--- Start INFORMATION SUPPLIED ---

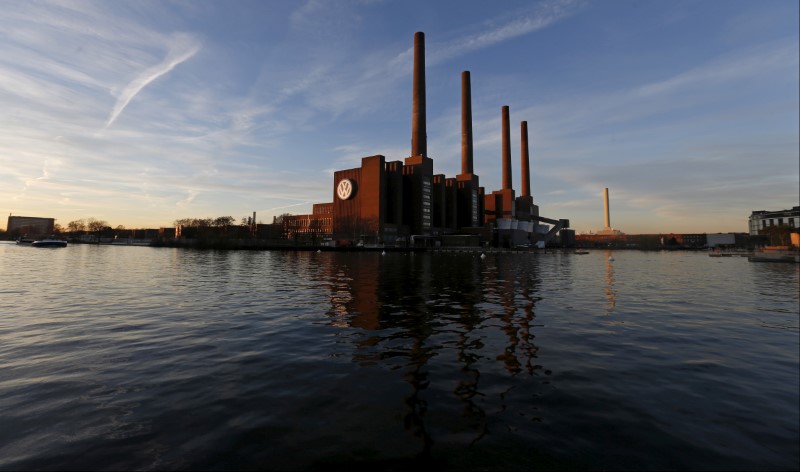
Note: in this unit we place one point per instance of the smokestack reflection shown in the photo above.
(409, 313)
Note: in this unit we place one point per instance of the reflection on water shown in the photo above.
(610, 294)
(139, 358)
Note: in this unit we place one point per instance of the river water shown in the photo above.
(155, 358)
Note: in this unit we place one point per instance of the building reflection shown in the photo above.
(611, 294)
(411, 310)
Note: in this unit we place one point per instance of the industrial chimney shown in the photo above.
(419, 146)
(507, 185)
(525, 157)
(466, 124)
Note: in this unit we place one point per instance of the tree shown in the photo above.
(76, 226)
(223, 221)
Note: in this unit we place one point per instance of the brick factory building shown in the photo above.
(404, 203)
(30, 225)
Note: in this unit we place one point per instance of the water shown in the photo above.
(143, 358)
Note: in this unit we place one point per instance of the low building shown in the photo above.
(30, 225)
(761, 219)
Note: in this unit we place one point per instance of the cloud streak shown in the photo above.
(180, 51)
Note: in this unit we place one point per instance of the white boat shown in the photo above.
(49, 243)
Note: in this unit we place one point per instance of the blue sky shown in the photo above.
(143, 112)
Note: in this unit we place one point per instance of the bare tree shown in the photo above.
(76, 226)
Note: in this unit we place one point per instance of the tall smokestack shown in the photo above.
(466, 124)
(525, 157)
(506, 151)
(419, 144)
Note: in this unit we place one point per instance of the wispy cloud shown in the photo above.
(181, 49)
(537, 18)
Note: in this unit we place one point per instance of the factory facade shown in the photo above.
(405, 203)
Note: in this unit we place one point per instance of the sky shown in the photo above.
(140, 113)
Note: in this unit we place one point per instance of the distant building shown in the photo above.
(761, 219)
(30, 225)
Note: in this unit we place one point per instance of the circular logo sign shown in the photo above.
(345, 189)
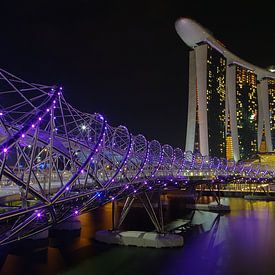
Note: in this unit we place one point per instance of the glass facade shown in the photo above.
(271, 100)
(246, 111)
(215, 96)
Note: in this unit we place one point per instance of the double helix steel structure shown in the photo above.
(57, 162)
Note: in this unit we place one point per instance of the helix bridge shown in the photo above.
(57, 162)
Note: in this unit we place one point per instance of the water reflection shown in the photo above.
(241, 242)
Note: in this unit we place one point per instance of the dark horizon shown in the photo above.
(125, 60)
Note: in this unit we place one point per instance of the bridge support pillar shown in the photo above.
(157, 239)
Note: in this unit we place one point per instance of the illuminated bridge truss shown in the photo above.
(57, 162)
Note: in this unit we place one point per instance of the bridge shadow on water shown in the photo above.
(240, 242)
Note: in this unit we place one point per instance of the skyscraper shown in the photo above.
(229, 98)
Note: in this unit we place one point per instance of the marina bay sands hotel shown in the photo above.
(231, 105)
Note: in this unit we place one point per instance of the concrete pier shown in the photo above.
(72, 224)
(214, 207)
(139, 238)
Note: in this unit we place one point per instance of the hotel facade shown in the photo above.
(231, 104)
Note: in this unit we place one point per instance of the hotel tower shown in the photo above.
(231, 104)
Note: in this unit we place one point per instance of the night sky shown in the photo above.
(124, 59)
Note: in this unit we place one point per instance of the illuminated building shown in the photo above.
(222, 88)
(263, 148)
(229, 145)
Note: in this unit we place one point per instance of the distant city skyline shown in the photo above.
(228, 97)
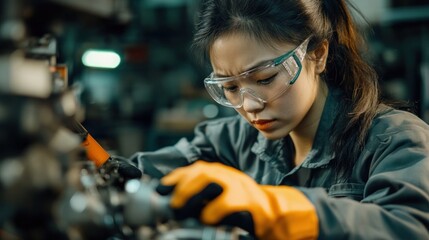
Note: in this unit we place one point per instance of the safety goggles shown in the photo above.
(264, 83)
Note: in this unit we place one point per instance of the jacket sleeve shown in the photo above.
(216, 140)
(395, 204)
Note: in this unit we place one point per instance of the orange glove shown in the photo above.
(224, 194)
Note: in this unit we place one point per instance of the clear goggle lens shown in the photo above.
(264, 83)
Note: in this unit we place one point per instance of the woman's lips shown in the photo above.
(263, 124)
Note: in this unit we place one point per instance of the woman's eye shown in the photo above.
(267, 81)
(230, 88)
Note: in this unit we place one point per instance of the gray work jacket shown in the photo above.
(386, 197)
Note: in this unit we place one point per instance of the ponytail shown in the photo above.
(347, 69)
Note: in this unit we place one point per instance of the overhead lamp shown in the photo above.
(101, 59)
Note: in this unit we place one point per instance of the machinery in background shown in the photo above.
(52, 186)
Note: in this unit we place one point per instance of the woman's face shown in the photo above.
(297, 110)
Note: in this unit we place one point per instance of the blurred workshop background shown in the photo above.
(147, 90)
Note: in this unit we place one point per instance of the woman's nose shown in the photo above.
(252, 103)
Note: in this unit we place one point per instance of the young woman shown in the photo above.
(313, 152)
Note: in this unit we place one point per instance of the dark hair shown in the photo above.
(293, 21)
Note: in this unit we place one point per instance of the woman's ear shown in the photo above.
(320, 55)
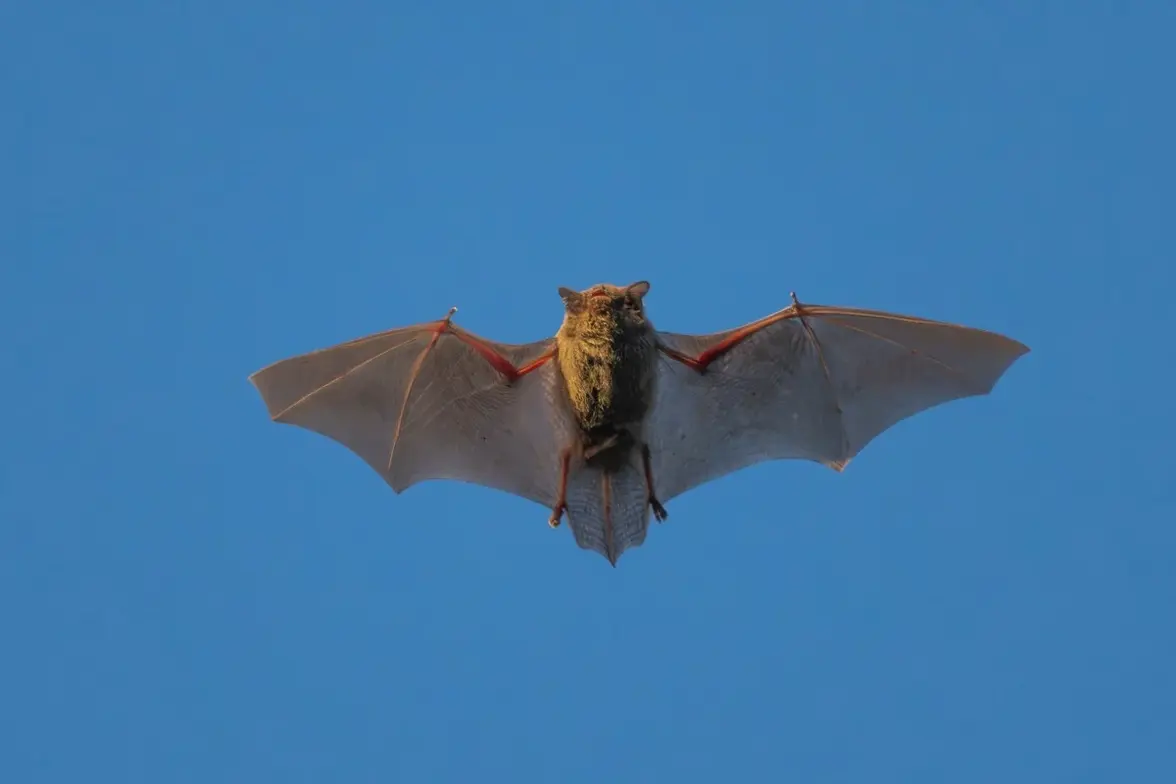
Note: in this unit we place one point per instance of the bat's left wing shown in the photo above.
(809, 382)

--- End INFORMATION SUPPLIED ---

_INSTRUCTIONS FOR THE TASK:_
Rewrite everything from the line containing "nose shown in the photo above." down to the end of the material, substituting "black hair" for "dark hair" and leaving all else unchanged. Omit the pictures from your answer.

_CORRECT OUTPUT:_
Note: in this unit we place one point per instance of the woman's nose shown in the photo above.
(252, 103)
Note: in this unit we place one point per instance of the young woman shown in the photo above.
(313, 152)
Note: in this unit we place one point per instance of the black hair shown in the photo above.
(293, 21)
Note: in this unit we place one point per instance of the woman's ear shown in the photo above.
(320, 55)
Note: in this unit we place one point per instance of the bat's left wing shown in the photo above.
(809, 382)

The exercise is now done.